*Stated task*. Reproduce verbatim the lines of the items below, beginning with the line that contains "indicate the cow ear, one dot per instance" and going on through the last line of the items.

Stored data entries
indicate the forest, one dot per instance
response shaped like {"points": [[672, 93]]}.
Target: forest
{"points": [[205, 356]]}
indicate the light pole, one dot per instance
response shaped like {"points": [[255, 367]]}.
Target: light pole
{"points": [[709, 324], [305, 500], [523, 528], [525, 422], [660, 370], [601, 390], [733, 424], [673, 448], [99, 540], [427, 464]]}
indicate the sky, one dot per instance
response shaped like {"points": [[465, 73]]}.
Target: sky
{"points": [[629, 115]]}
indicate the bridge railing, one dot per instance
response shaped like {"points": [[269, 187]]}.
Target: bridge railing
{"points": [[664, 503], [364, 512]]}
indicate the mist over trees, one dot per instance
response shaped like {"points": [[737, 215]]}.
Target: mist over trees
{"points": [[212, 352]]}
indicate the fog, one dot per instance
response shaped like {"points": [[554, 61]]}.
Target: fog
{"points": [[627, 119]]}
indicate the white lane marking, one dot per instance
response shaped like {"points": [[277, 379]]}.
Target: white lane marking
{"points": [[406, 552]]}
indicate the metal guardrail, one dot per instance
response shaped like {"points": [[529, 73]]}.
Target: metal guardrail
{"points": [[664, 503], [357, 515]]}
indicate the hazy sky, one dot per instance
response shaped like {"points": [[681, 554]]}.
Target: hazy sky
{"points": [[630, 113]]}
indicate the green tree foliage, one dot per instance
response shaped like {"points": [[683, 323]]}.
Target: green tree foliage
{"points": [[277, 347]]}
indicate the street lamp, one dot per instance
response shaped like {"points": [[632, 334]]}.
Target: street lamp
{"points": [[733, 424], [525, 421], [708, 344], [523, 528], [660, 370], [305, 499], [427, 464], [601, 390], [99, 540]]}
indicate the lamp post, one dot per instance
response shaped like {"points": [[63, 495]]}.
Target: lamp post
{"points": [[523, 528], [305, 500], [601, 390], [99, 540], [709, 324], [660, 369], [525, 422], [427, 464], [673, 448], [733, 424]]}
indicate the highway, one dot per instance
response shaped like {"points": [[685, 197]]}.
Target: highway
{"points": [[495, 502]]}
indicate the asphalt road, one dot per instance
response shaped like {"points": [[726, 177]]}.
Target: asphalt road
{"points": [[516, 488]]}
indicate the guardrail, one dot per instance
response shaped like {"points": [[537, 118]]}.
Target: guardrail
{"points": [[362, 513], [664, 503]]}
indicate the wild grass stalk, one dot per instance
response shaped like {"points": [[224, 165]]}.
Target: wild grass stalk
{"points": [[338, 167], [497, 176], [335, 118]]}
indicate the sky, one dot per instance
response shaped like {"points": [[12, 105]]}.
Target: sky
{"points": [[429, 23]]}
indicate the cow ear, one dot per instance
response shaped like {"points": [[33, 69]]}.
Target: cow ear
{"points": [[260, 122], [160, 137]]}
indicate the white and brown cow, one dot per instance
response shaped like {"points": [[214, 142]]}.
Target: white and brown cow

*Response below*.
indicate the cow ear, one dot per instance
response shaped like {"points": [[33, 69]]}.
Target: cow ear
{"points": [[260, 122], [160, 137]]}
indicate the white and brown cow, one dot per instance
response shaped like {"points": [[214, 142]]}.
Target: white and brown cow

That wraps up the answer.